## GOAL
Quote the lines below exactly, from the one that holds "Please mark the region of every instance of the hand" through the final line of the records, and only those.

## INFORMATION SHOWN
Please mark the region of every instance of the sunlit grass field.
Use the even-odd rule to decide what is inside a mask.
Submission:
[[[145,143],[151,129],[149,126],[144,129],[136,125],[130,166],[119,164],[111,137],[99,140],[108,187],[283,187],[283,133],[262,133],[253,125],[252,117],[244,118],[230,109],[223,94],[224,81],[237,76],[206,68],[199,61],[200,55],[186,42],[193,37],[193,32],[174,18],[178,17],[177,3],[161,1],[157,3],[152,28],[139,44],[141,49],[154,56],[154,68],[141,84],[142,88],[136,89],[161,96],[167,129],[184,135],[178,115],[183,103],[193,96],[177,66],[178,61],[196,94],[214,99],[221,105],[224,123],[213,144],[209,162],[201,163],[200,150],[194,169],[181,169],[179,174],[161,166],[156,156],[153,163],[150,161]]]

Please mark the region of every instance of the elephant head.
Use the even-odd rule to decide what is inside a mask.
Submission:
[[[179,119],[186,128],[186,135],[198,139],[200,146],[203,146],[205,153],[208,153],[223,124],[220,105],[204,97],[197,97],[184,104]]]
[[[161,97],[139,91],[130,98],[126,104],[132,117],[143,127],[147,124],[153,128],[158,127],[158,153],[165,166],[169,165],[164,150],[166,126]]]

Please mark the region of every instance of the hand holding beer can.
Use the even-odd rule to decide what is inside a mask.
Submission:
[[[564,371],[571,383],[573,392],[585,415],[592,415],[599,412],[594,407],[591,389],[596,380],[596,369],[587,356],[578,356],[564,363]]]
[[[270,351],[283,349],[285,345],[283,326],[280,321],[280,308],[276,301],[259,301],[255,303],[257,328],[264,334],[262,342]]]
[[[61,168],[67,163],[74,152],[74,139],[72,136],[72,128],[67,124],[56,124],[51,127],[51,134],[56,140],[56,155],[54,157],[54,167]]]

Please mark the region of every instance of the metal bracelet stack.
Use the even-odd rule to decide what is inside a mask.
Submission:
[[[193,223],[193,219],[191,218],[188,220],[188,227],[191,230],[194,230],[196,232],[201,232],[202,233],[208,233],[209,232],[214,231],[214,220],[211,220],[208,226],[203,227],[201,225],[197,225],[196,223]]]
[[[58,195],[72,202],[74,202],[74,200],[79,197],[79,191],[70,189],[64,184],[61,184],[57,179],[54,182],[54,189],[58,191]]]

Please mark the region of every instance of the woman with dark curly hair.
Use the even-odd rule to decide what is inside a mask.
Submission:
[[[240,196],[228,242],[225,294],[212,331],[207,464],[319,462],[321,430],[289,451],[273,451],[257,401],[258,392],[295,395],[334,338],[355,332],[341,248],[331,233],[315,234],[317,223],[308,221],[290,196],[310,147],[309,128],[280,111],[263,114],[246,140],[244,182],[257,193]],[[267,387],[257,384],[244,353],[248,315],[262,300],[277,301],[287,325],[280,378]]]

## REPLY TO THE EXERCISE
Please mark the region of every instance of the hand holding beer can.
Use the even-odd rule to decide what is inside a mask.
Submission:
[[[564,371],[571,383],[573,392],[585,415],[592,415],[599,412],[594,407],[591,389],[596,380],[596,369],[587,356],[578,356],[564,363]]]
[[[270,351],[283,349],[285,345],[283,326],[280,321],[280,308],[276,301],[259,301],[255,303],[257,328],[264,334],[262,342]]]
[[[61,168],[67,163],[74,152],[74,139],[72,136],[72,128],[67,124],[56,124],[51,127],[51,134],[56,140],[56,155],[54,157],[54,167]]]

Please mark the region of every instance of the metal bracelet stack.
Use the even-odd rule to decide what is inside a mask.
Submission:
[[[193,223],[193,219],[191,218],[188,220],[188,227],[191,230],[194,230],[196,232],[201,232],[202,233],[208,233],[209,232],[214,231],[214,220],[211,220],[208,226],[203,227],[201,225],[197,225],[196,223]]]
[[[58,195],[72,202],[74,202],[74,200],[79,197],[79,191],[70,189],[64,184],[61,184],[57,179],[54,182],[54,189],[58,191]]]

Please mark the region of every instance of the woman with dark curly hair.
Use the even-odd rule to decide what is inside a mask.
Submission:
[[[240,196],[228,242],[225,294],[212,331],[207,464],[319,462],[321,430],[289,451],[273,451],[257,401],[258,392],[295,395],[334,338],[355,332],[341,248],[331,233],[315,234],[317,223],[308,221],[290,196],[310,147],[309,128],[280,111],[263,114],[246,140],[244,182],[257,193]],[[267,387],[257,384],[244,353],[248,315],[262,300],[277,301],[287,325],[280,378]]]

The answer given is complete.